* [About this exercise]
In the listing below, find every line containing "target" and copy it out.

===============

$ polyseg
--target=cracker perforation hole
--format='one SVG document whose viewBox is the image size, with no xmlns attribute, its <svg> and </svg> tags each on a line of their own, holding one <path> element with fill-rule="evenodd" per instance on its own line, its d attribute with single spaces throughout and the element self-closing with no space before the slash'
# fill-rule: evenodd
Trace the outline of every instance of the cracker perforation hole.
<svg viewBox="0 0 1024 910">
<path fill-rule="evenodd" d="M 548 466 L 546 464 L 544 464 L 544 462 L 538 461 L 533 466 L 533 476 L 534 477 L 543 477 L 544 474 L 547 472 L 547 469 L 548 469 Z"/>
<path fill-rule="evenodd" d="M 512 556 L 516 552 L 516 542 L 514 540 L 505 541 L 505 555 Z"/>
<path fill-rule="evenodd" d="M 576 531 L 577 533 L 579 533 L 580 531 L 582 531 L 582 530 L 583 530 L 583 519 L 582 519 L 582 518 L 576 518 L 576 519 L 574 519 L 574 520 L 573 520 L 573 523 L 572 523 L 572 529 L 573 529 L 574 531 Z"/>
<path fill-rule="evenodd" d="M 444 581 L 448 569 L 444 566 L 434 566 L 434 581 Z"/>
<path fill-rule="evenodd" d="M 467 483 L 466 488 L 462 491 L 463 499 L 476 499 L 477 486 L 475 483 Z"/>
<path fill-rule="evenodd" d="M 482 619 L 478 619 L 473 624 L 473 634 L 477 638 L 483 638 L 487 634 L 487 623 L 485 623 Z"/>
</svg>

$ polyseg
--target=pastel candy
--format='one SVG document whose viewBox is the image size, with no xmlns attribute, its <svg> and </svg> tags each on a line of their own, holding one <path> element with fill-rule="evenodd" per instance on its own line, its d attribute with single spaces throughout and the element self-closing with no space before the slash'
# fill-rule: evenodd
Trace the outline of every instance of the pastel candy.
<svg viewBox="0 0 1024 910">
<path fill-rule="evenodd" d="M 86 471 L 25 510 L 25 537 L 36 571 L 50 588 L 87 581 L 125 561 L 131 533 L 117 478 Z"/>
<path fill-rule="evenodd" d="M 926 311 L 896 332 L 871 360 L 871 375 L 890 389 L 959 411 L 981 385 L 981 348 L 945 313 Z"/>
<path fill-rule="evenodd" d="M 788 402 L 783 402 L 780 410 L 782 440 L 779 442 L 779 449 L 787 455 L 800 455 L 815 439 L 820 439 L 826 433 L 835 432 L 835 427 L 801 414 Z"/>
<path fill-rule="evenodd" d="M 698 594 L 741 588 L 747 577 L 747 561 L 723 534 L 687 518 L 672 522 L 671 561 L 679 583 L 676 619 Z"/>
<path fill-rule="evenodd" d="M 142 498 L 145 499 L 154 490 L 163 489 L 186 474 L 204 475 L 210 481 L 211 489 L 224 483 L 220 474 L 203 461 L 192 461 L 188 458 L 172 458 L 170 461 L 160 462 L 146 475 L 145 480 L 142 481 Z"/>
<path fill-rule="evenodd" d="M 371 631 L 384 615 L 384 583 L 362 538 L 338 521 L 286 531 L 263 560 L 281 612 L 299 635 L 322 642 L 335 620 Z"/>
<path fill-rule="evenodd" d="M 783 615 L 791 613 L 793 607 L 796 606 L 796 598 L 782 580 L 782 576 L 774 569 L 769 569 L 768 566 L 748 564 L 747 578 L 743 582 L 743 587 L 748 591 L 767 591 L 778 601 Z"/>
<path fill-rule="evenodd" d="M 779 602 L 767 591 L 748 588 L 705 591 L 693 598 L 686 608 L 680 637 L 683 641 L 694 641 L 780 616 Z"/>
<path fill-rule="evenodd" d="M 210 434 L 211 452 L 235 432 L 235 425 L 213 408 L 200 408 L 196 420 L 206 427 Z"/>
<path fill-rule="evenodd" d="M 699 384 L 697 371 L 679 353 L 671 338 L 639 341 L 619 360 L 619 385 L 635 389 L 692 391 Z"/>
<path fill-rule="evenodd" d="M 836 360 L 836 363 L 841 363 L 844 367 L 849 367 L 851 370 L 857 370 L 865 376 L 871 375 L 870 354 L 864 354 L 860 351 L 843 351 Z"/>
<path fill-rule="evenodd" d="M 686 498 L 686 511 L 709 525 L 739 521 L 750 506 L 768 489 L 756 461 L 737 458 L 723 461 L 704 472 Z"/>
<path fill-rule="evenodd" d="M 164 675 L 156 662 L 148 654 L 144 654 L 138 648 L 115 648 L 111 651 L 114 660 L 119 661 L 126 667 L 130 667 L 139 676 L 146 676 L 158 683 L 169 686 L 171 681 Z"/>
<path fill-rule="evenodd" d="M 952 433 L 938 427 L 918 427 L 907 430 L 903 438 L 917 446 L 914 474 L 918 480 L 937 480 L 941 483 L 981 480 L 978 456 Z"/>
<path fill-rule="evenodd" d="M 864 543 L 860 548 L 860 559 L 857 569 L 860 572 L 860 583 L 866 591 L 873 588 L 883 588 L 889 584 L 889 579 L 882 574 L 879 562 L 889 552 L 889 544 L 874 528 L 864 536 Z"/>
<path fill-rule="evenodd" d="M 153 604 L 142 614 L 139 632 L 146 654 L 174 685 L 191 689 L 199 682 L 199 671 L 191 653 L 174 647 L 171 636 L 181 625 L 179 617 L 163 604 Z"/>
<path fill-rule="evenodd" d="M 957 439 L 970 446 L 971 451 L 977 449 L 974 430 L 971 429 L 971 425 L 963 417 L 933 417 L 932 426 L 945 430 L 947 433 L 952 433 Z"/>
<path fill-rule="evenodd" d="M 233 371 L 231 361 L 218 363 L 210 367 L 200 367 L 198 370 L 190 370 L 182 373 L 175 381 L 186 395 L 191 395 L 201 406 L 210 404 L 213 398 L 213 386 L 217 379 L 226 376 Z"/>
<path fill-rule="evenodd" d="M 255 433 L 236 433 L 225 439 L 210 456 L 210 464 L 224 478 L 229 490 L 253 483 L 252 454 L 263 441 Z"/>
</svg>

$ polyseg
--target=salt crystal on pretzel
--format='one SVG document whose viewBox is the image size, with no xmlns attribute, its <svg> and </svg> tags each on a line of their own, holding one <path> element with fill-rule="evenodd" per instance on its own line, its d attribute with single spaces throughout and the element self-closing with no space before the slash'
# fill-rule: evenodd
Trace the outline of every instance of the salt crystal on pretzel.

===============

* [Solution to this exercise]
--target=cracker perforation hole
--target=pastel candy
--target=salt crystal on pretzel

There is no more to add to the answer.